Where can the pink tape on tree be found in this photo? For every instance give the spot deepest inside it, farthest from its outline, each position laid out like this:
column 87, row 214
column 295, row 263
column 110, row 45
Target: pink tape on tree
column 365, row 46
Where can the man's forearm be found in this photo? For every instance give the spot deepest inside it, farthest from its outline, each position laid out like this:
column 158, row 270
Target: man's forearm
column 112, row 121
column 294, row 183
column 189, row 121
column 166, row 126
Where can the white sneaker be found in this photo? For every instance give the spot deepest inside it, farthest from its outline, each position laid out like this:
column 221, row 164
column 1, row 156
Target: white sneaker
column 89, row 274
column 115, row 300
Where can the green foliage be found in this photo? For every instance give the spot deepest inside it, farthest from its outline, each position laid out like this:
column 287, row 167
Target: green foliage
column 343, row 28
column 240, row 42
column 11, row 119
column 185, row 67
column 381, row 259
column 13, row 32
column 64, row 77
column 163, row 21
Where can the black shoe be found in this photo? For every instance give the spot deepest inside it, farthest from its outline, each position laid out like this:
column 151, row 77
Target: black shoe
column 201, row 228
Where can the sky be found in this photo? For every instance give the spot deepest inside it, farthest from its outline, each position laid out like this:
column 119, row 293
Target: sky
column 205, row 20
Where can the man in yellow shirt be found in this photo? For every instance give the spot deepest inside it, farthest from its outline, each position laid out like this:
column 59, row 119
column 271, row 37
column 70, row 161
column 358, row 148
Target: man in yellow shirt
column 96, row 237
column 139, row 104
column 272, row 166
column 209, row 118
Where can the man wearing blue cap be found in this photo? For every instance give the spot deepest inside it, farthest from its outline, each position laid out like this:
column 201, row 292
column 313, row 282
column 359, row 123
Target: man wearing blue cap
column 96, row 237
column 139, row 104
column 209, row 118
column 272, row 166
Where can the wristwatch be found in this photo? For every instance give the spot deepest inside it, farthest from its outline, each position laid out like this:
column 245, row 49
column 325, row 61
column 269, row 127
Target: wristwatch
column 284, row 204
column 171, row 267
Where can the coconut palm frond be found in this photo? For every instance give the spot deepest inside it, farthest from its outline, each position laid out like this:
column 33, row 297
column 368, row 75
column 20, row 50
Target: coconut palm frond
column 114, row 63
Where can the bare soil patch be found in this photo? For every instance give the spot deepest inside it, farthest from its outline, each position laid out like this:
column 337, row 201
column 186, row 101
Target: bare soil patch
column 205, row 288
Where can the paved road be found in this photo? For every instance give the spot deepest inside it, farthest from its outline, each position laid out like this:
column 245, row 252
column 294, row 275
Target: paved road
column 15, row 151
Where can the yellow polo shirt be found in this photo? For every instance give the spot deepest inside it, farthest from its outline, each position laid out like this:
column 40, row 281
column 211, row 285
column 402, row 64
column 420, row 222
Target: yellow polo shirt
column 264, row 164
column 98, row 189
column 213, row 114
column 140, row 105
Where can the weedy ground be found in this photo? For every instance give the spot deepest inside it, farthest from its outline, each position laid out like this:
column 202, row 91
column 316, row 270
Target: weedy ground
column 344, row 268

━━━━━━━━━━━━━━━━━━━━━━━━━━━━━━

■ Exercise:
Rewrite all of the material above with every "paved road" changed to "asphalt road" and everything else left as it is.

■ Result:
Where can the pink tape on tree be found in this photo? For every instance give the spot deepest inside it, farthest from its outline, each position laid out like this:
column 87, row 214
column 295, row 263
column 110, row 45
Target: pink tape on tree
column 365, row 46
Where can the man's forearm be found in this photo? For every instance give the spot deepest inside it, farthest from its outline, each position laid out like this:
column 158, row 270
Target: man's forearm
column 112, row 121
column 294, row 183
column 189, row 121
column 166, row 126
Where can the white sneaker be found in this photo? For every instance give the spot deepest inside it, farthest from its outline, each position laid out like this:
column 221, row 164
column 1, row 156
Target: white sneaker
column 89, row 274
column 115, row 300
Where can the green foliage be found in this photo? For every instance give the spot deepest inside it, farthest from its outline, each position laid out like this:
column 287, row 167
Target: green foliage
column 343, row 28
column 240, row 42
column 11, row 119
column 185, row 67
column 381, row 259
column 13, row 32
column 64, row 77
column 163, row 21
Where can the black shoe be found in this photo? For every instance give the spot deepest inside it, farthest from its outline, each position laid out like this:
column 151, row 77
Target: black shoe
column 201, row 228
Where can the sky be found in this photo? For every instance give the spot deepest inside it, farthest from its outline, each position laid out like this:
column 119, row 293
Target: sky
column 205, row 20
Where can the man in yellow shirt be found in this photo? For every instance give the spot deepest inside it, farthest from its outline, each position laid out like this:
column 59, row 119
column 271, row 37
column 70, row 161
column 358, row 148
Target: man in yellow shirt
column 96, row 237
column 139, row 104
column 272, row 166
column 209, row 118
Where can the man wearing blue cap be found in this photo? For every instance give the spot deepest inside it, farthest from its outline, each position laid out like this:
column 201, row 292
column 313, row 282
column 359, row 123
Target: man wearing blue cap
column 96, row 237
column 139, row 104
column 209, row 118
column 272, row 166
Where can the wristwatch be found in this photo? For every instance give the spot deepest inside it, farthest from its outline, each position laid out like this:
column 245, row 49
column 325, row 61
column 269, row 127
Target: wristwatch
column 284, row 204
column 171, row 267
Where can the coconut palm frond be found in this photo? For every instance give the spot deepest inside it, farthest from its outline, each position laid out like this:
column 33, row 297
column 368, row 75
column 20, row 50
Target: coconut palm frond
column 114, row 63
Where can the bare soil patch be found in this photo? For every instance give the spot deepest inside it, farthest from its outline, each position laid out like this:
column 337, row 201
column 186, row 101
Target: bare soil patch
column 205, row 288
Where can the asphalt road be found in this photo? For every instance give the spot deepest inside it, farthest from its outline, each position laid out like this:
column 245, row 252
column 294, row 275
Target: asphalt road
column 15, row 151
Where can the yellow polo shirt be found in this photo? For every instance give the spot deepest inside it, farthest from its outline, each position laid out like this:
column 40, row 281
column 211, row 285
column 402, row 64
column 420, row 222
Target: yellow polo shirt
column 264, row 164
column 98, row 189
column 213, row 114
column 140, row 105
Where can the weedy ground be found in this photo? For every instance give the spot deepest inside it, farthest from its outline, each position laid out like this:
column 202, row 91
column 316, row 270
Target: weedy ground
column 344, row 268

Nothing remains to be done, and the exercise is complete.